### Data rows

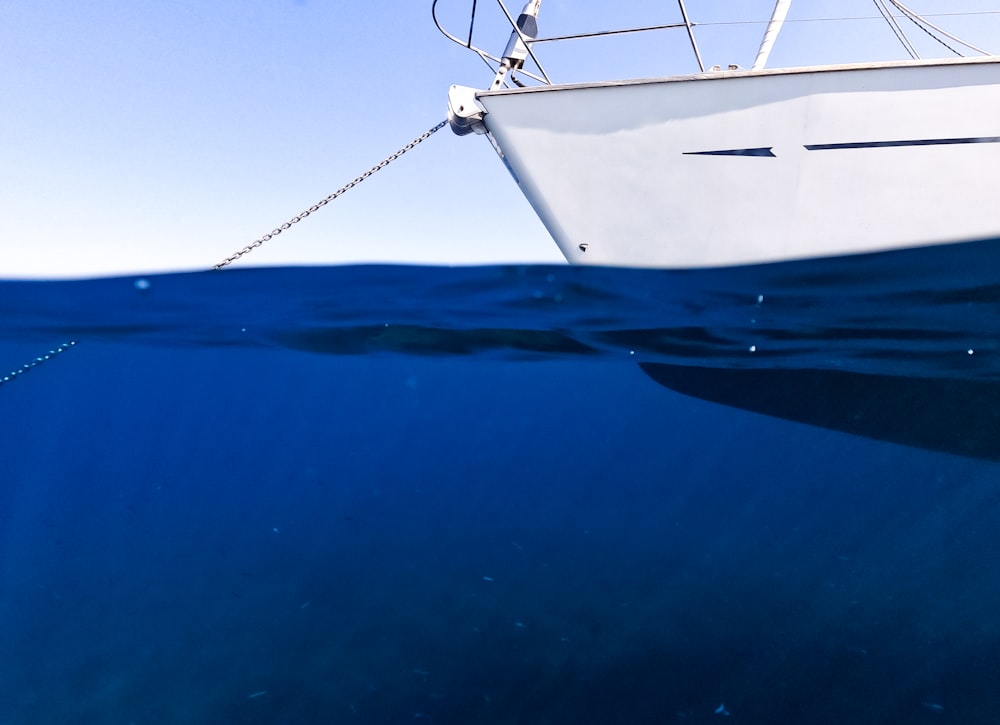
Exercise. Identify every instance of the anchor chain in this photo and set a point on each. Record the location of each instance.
(320, 204)
(36, 362)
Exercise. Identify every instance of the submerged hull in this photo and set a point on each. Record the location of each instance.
(744, 167)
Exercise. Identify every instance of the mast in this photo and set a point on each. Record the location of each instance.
(771, 34)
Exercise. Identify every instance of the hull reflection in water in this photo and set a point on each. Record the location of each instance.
(895, 409)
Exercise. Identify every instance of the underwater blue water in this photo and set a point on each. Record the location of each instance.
(416, 494)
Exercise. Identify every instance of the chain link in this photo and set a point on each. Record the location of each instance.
(320, 204)
(36, 362)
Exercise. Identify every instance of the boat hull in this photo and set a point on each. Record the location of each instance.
(745, 167)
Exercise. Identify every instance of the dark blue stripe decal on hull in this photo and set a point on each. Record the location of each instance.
(892, 144)
(734, 152)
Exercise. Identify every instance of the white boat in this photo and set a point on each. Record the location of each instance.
(741, 166)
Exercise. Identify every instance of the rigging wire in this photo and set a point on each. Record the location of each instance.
(896, 29)
(934, 31)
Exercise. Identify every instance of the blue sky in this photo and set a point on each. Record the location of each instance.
(151, 136)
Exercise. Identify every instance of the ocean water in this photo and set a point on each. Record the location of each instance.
(475, 495)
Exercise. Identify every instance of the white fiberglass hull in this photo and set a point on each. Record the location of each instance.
(745, 167)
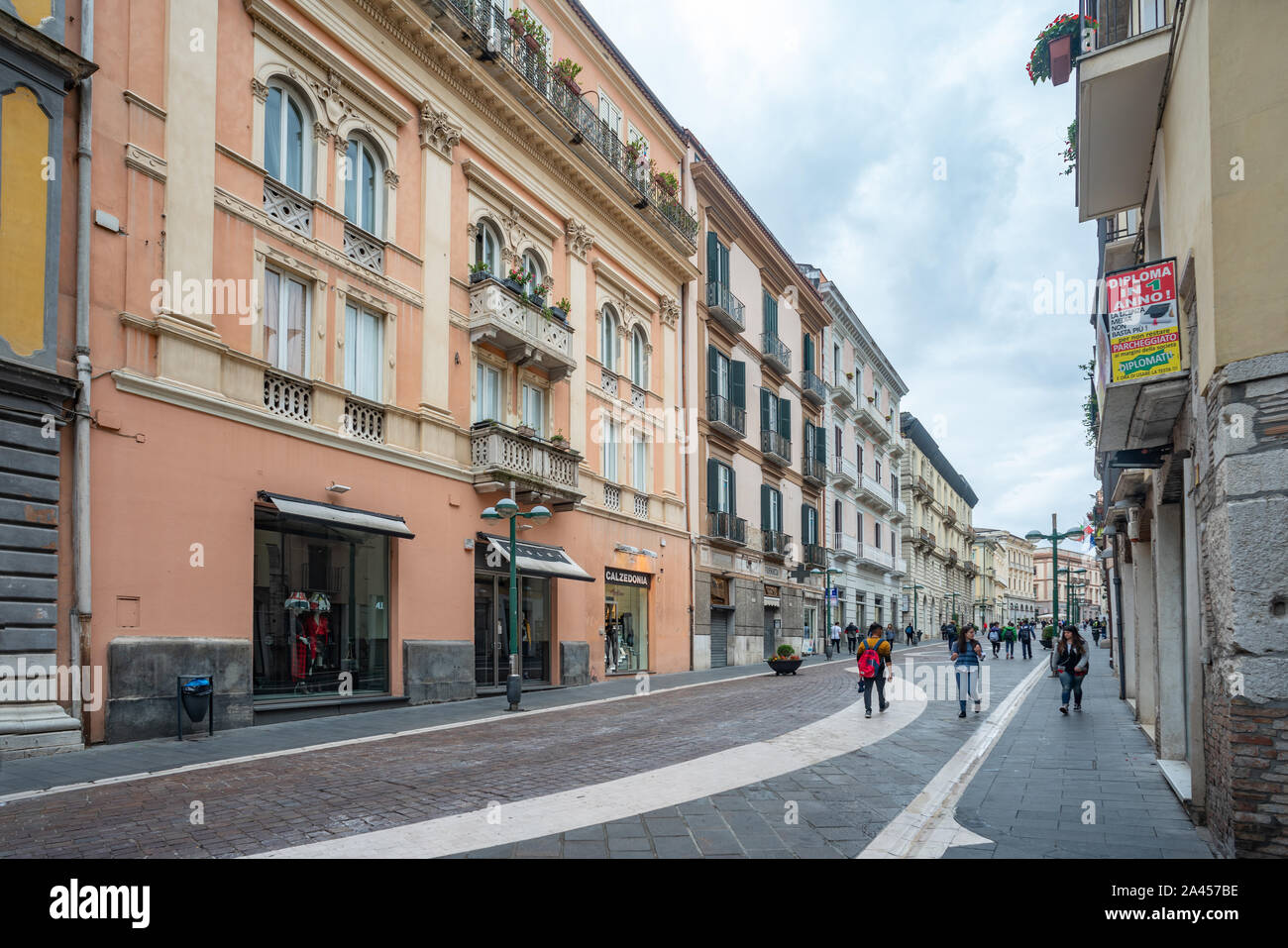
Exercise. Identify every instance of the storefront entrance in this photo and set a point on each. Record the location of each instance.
(492, 629)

######

→ **Required task**
Copy the material above, starting at the line with "Exercise. Identify every instance of the white fiberglass" and running to the end, including both ends. Leave out the pictures.

→ **Response**
Exercise. Identify every instance of the white fiberglass hull in this photo and set a point on each. Record the location of each instance.
(745, 167)
Exercise. Identify every instance of the storefront entrance in this photo and set a point on each. Record the location of each instance.
(492, 629)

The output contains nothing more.